• _What is being asked_:
The data must be returned in full and exactly as given.

• _Records to use_:
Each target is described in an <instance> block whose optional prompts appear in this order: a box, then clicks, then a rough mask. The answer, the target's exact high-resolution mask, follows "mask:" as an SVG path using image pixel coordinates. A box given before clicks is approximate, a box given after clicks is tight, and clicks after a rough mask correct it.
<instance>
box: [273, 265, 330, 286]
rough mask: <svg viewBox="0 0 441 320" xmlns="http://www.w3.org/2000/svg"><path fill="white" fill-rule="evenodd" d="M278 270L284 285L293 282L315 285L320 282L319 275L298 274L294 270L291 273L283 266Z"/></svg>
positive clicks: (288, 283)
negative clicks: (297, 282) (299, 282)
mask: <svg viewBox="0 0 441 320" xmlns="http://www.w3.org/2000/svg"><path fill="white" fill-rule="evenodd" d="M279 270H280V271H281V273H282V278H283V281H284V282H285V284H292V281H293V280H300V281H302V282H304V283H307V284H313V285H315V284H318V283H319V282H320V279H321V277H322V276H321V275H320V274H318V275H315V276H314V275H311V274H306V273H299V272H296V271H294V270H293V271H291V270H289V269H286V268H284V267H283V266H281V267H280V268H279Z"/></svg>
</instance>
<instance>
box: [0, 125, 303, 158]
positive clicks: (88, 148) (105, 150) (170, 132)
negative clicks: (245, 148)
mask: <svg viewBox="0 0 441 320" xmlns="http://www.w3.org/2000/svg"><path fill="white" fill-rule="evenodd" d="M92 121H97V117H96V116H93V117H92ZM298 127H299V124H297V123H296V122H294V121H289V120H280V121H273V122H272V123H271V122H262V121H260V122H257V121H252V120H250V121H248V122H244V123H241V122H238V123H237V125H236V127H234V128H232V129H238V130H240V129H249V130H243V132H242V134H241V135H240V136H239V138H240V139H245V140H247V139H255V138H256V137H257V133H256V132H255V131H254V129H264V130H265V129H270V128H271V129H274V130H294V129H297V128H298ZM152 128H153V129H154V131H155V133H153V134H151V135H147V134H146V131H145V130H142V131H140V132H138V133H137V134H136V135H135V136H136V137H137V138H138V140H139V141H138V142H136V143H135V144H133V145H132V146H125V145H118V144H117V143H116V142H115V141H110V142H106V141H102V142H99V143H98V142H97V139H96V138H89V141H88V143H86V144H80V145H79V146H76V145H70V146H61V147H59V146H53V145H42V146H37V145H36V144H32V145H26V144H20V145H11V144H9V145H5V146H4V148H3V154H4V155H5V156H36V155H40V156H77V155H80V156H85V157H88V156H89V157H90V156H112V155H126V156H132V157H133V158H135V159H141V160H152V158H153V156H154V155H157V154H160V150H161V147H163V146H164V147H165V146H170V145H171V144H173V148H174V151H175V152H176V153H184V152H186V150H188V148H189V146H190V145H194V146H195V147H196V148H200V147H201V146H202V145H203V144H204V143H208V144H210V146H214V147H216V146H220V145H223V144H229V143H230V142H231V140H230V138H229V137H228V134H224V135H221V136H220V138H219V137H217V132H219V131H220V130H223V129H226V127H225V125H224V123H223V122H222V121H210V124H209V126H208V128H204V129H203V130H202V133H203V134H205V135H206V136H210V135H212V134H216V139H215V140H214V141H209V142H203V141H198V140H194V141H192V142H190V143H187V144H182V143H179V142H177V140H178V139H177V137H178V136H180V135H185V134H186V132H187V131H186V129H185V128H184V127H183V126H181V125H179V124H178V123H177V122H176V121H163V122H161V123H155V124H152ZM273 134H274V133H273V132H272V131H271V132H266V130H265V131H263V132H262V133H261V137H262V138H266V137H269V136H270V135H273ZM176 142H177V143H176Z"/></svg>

• _Your solution_:
Each target is described in an <instance> block whose optional prompts appear in this order: a box, then clicks, then a rough mask. The answer, the target's exact high-resolution mask, follows "mask:" as an SVG path using image pixel coordinates. A box given before clicks is approximate, a box given after clicks is tight, and clicks after a rough mask correct it.
<instance>
box: [273, 265, 330, 286]
rough mask: <svg viewBox="0 0 441 320" xmlns="http://www.w3.org/2000/svg"><path fill="white" fill-rule="evenodd" d="M278 270L284 285L293 282L315 285L320 282L319 275L298 274L294 270L291 273L283 266Z"/></svg>
positive clicks: (288, 283)
negative clicks: (297, 282) (299, 282)
mask: <svg viewBox="0 0 441 320" xmlns="http://www.w3.org/2000/svg"><path fill="white" fill-rule="evenodd" d="M279 270H280V271H281V273H282V278H283V281H284V282H285V284H292V281H293V280H300V281H302V282H304V283H307V284H313V285H315V284H318V283H319V282H320V279H321V277H322V276H321V275H320V274H318V275H315V276H314V275H311V274H306V273H299V272H296V271H294V270H293V271H291V270H289V269H286V268H284V267H283V266H281V267H280V268H279Z"/></svg>
</instance>
<instance>
box: [0, 125, 303, 158]
positive clicks: (88, 148) (105, 150) (170, 132)
negative clicks: (245, 148)
mask: <svg viewBox="0 0 441 320" xmlns="http://www.w3.org/2000/svg"><path fill="white" fill-rule="evenodd" d="M92 121H97V117H96V116H93V117H92ZM298 127H299V124H297V123H296V122H294V121H289V120H280V121H273V122H272V123H271V122H262V121H260V122H257V121H252V120H250V121H248V122H244V123H241V122H238V123H237V125H236V127H234V128H232V129H238V130H240V129H249V130H243V132H242V134H241V135H240V136H239V138H240V139H245V140H247V139H255V138H256V137H257V133H256V132H255V131H254V129H264V130H265V129H270V128H271V129H274V130H294V129H297V128H298ZM152 128H153V129H154V131H155V133H153V134H151V135H147V134H146V131H145V130H142V131H140V132H138V133H137V134H136V135H135V136H136V137H137V138H138V140H139V141H138V142H136V143H135V144H133V145H132V146H125V145H118V144H117V143H116V142H115V141H110V142H106V141H102V142H99V143H98V142H97V139H96V138H89V141H88V143H86V144H80V145H79V146H76V145H70V146H61V147H59V146H53V145H42V146H37V145H36V144H32V145H26V144H20V145H11V144H9V145H5V146H4V148H3V154H4V155H5V156H36V155H40V156H77V155H80V156H85V157H88V156H89V157H90V156H112V155H126V156H132V157H133V158H135V159H141V160H152V158H153V156H154V155H157V154H160V150H161V147H163V146H164V147H165V146H170V145H171V144H173V148H174V151H175V152H176V153H184V152H186V150H188V148H189V146H190V145H194V146H195V147H196V148H200V147H201V146H202V145H203V144H204V143H208V144H210V146H214V147H216V146H220V145H223V144H229V143H230V142H231V140H230V138H229V137H228V134H224V135H221V136H220V138H219V137H217V132H219V131H220V130H223V129H226V127H225V125H224V123H223V122H222V121H210V124H209V126H208V128H204V129H203V130H202V133H203V134H205V135H206V136H210V135H212V134H216V139H215V140H214V141H209V142H203V141H198V140H194V141H192V142H190V143H187V144H182V143H179V142H177V140H178V139H177V137H178V136H180V135H185V134H186V132H187V131H186V129H185V128H184V127H183V126H181V125H179V124H178V123H177V122H176V121H163V122H161V123H155V124H152ZM273 134H274V133H273V132H272V131H271V132H266V130H265V131H263V132H262V133H261V137H262V138H266V137H269V136H270V135H273ZM176 142H177V143H176Z"/></svg>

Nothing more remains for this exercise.